— start of Records shown —

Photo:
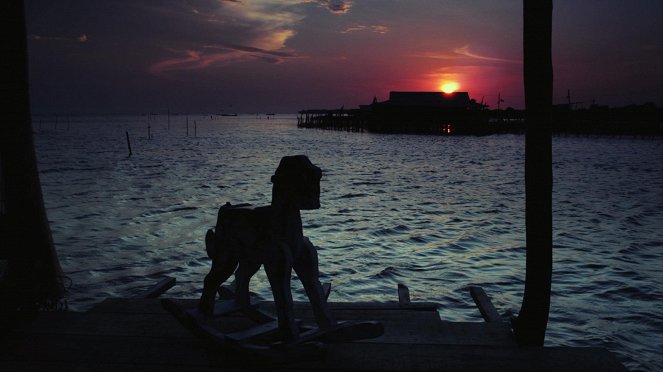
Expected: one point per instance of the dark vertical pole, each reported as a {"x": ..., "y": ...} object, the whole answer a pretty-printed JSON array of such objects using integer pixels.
[
  {"x": 33, "y": 276},
  {"x": 530, "y": 326}
]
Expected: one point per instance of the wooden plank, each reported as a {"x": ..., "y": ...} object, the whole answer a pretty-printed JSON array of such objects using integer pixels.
[
  {"x": 260, "y": 330},
  {"x": 486, "y": 308},
  {"x": 158, "y": 289},
  {"x": 403, "y": 295},
  {"x": 154, "y": 353},
  {"x": 132, "y": 305}
]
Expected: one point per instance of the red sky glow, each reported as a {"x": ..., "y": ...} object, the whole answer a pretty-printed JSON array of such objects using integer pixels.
[{"x": 286, "y": 55}]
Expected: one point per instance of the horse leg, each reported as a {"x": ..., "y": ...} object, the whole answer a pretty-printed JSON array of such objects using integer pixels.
[
  {"x": 306, "y": 267},
  {"x": 243, "y": 275},
  {"x": 278, "y": 267},
  {"x": 224, "y": 262}
]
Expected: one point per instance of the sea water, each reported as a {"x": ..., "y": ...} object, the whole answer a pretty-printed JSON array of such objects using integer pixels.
[{"x": 438, "y": 214}]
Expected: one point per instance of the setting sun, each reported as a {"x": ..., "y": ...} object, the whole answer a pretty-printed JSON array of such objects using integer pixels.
[{"x": 449, "y": 87}]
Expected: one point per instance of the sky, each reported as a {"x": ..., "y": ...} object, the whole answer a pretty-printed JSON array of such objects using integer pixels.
[{"x": 259, "y": 56}]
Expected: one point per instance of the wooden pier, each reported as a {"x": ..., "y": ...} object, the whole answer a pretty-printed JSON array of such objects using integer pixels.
[{"x": 137, "y": 334}]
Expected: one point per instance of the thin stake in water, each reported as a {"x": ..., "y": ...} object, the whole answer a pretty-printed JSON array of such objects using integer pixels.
[{"x": 128, "y": 143}]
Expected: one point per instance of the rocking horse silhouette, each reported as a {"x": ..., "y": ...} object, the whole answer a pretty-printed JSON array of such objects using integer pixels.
[{"x": 246, "y": 238}]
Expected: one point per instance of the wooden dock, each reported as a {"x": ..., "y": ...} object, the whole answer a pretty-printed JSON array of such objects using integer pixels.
[{"x": 136, "y": 334}]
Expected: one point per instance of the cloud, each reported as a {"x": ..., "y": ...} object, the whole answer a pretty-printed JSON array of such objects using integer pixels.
[
  {"x": 231, "y": 32},
  {"x": 378, "y": 29},
  {"x": 81, "y": 39},
  {"x": 465, "y": 51},
  {"x": 336, "y": 6},
  {"x": 216, "y": 55}
]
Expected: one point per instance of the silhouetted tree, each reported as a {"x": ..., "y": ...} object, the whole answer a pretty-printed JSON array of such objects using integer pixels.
[
  {"x": 530, "y": 326},
  {"x": 31, "y": 274}
]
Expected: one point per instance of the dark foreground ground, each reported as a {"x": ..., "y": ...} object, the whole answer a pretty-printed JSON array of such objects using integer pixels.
[{"x": 138, "y": 335}]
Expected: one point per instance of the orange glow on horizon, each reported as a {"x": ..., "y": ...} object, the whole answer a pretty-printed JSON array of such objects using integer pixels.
[{"x": 449, "y": 87}]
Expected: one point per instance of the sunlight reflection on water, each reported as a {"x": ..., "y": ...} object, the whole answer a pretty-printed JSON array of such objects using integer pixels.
[{"x": 437, "y": 214}]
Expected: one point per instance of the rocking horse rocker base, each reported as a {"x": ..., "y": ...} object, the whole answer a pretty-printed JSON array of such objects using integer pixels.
[
  {"x": 246, "y": 238},
  {"x": 261, "y": 339}
]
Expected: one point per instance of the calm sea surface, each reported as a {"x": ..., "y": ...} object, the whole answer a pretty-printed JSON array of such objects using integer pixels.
[{"x": 438, "y": 214}]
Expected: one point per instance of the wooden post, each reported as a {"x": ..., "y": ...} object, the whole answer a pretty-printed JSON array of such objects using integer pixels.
[
  {"x": 128, "y": 143},
  {"x": 530, "y": 326},
  {"x": 33, "y": 278}
]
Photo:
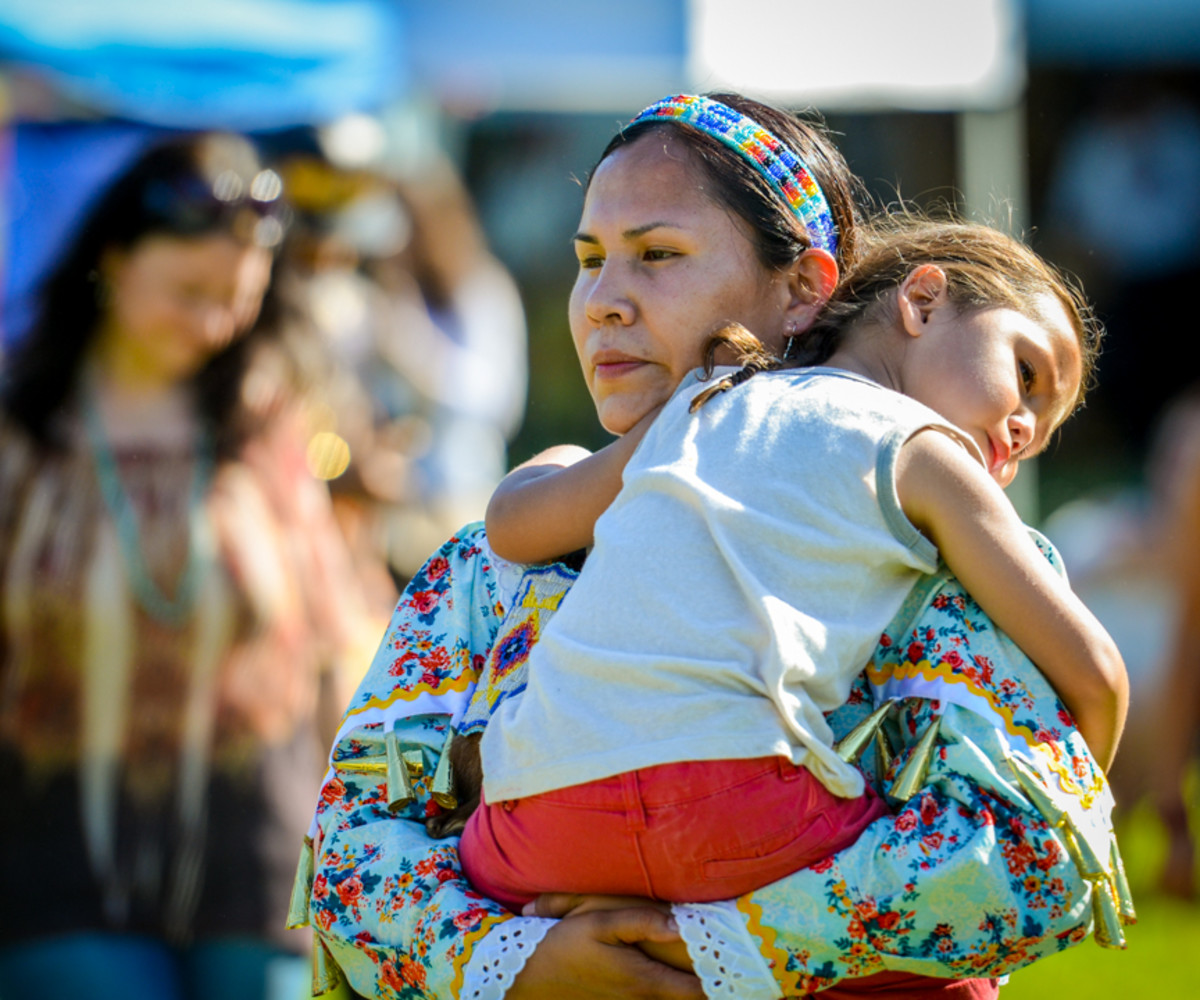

— end of Records shown —

__Problem details__. Copy out the records above word for word, all of them, but leave out the pictures.

__Finished answer__.
Photo:
Expected: one point per instance of the dark vertical pole, each reported as a {"x": ..., "y": ...} object, the whole answer a pretty-printed JSON array of such objects using integer pixels.
[
  {"x": 33, "y": 276},
  {"x": 530, "y": 326}
]
Expected: one point per instance of the wooden plank, each reported as a {"x": ..., "y": ...} object, the whole answer a pretty-printed JSON array of such objects using integer pixels.
[
  {"x": 260, "y": 330},
  {"x": 486, "y": 308},
  {"x": 158, "y": 289},
  {"x": 403, "y": 295},
  {"x": 154, "y": 353},
  {"x": 132, "y": 305}
]
Expected: one point per instance of the red sky glow, each reported as a {"x": ..., "y": ...} object, the whole answer a pretty-printed JSON array of such objects using integer pixels.
[{"x": 286, "y": 55}]
Expected: one point per instance of the horse leg, each reported as a {"x": ..., "y": ...} object, the whole answer a pretty-printed JSON array of such objects using integer pixels.
[
  {"x": 306, "y": 267},
  {"x": 243, "y": 275},
  {"x": 278, "y": 267},
  {"x": 224, "y": 262}
]
Expected: one point per instance of the sea water, each reported as a {"x": ..., "y": ...} object, the whole answer a pretty-printed JSON array of such objects using integer pixels.
[{"x": 438, "y": 214}]
Expected: one point per instance of the setting sun, each reported as a {"x": ..., "y": ...} object, the whole answer a pretty-printed JSON array of such objects using integer pixels.
[{"x": 449, "y": 87}]
Expected: one point per instance of the sky, each reported as a {"x": ..., "y": ...} object, the whole answer a pretty-printed JSON array of such objects using integer pixels.
[{"x": 259, "y": 56}]
Expected: one point per instance of the wooden pier, each reported as a {"x": ..., "y": ...} object, the whole answer a pretty-printed JSON array of such objects using integer pixels.
[{"x": 137, "y": 334}]
Expected: one point per instance of the thin stake in water, each reported as a {"x": ..., "y": ...} object, the whole answer a pretty-printed JSON array of such objects using integer pixels.
[{"x": 128, "y": 143}]
Expected: one point per instance of the rocking horse silhouette, each reported as a {"x": ..., "y": ...} object, the whole answer a pretty-printed JSON array of such objects using integer pixels.
[{"x": 246, "y": 238}]
Expected: one point per instance of the wooden dock, each reported as a {"x": ..., "y": ...} object, the whole answer a pretty-printed JSON array of such objects using integer pixels.
[{"x": 136, "y": 334}]
Expected: one point per instance of the cloud, each reported as a {"x": ..., "y": ...} object, the whole answer a pretty-printed JSON array of such objects using integer pixels.
[
  {"x": 231, "y": 32},
  {"x": 378, "y": 29},
  {"x": 81, "y": 39},
  {"x": 465, "y": 51},
  {"x": 336, "y": 6},
  {"x": 216, "y": 55}
]
Expected: one point per instance of the silhouetted tree, each reported as a {"x": ..., "y": ...} object, the whole answer a pretty-printed JSON array of such objects using integer pixels.
[
  {"x": 530, "y": 326},
  {"x": 31, "y": 274}
]
Expected: one point per instance of the dark foreground ground, each reported as a {"x": ..., "y": ...} object, the whole answer a pretty-printed JSON array of such objects using integer pixels.
[{"x": 138, "y": 335}]
Expected: one point per instance of the orange glow on horizon, each reported as a {"x": ..., "y": ...} object, the whole answer a pretty-printed JSON array of such objects using integer pixels.
[{"x": 449, "y": 87}]
Expected: one point per instance of the sunlight reflection on water, each reported as a {"x": ..., "y": ...} object, the whole answer a pretty-printed JSON array of such objects using integer pixels.
[{"x": 437, "y": 214}]
Expected: one point per instance of the rocking horse rocker base, each reported as a {"x": ..., "y": ...} object, the whole answer a pretty-printed JSON array of such objects using integer pixels.
[
  {"x": 246, "y": 238},
  {"x": 261, "y": 339}
]
Expected: one point per instance of the calm sea surface, each reported as a {"x": ..., "y": ...} object, the whole answer a pretty-printed JSON array of such objects using integer pixels.
[{"x": 438, "y": 214}]
Expected: one point per instance of the wooden post, each reported as a {"x": ..., "y": ...} object, the whole answer a pretty-printed JSON array of such objects using integer pixels.
[
  {"x": 128, "y": 143},
  {"x": 530, "y": 326},
  {"x": 33, "y": 278}
]
Photo:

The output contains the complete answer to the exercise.